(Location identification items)

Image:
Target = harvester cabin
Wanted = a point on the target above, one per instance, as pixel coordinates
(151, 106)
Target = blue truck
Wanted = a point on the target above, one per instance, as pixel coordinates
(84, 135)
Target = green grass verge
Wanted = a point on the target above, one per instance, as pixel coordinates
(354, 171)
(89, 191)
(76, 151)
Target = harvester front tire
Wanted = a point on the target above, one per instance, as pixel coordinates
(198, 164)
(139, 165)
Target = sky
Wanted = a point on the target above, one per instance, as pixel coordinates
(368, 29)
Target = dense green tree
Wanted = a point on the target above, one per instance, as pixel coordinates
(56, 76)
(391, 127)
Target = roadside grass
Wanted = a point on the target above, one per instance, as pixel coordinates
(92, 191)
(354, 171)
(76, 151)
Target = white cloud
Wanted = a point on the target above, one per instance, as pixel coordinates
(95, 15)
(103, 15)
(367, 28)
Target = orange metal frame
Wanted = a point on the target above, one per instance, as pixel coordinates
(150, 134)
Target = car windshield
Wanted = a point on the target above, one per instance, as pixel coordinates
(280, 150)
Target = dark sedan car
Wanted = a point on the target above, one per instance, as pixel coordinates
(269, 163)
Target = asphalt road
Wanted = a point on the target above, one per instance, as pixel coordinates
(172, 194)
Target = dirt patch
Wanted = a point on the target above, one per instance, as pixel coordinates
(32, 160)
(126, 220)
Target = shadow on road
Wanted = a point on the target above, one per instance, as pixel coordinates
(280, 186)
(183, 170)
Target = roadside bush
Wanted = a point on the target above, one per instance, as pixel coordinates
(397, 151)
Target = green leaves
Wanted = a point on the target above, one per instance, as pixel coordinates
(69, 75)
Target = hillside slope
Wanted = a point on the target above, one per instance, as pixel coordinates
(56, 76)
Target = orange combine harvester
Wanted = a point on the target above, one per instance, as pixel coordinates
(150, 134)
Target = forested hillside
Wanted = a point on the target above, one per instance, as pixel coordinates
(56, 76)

WHAT TO PRODUCE
Copy out the part of the data above that opens with the line containing "Target = orange combine harvester" and runs through the end of the data, keeping every line. Shift each pixel coordinate by adding 146 to both of its numbers.

SOLUTION FOR THIS TASK
Target = orange combine harvester
Wanted = a point on the target above, one per instance, as pixel coordinates
(296, 280)
Target = forested hillside
Wanted = a point on the target above, one per instance, as pixel coordinates
(202, 222)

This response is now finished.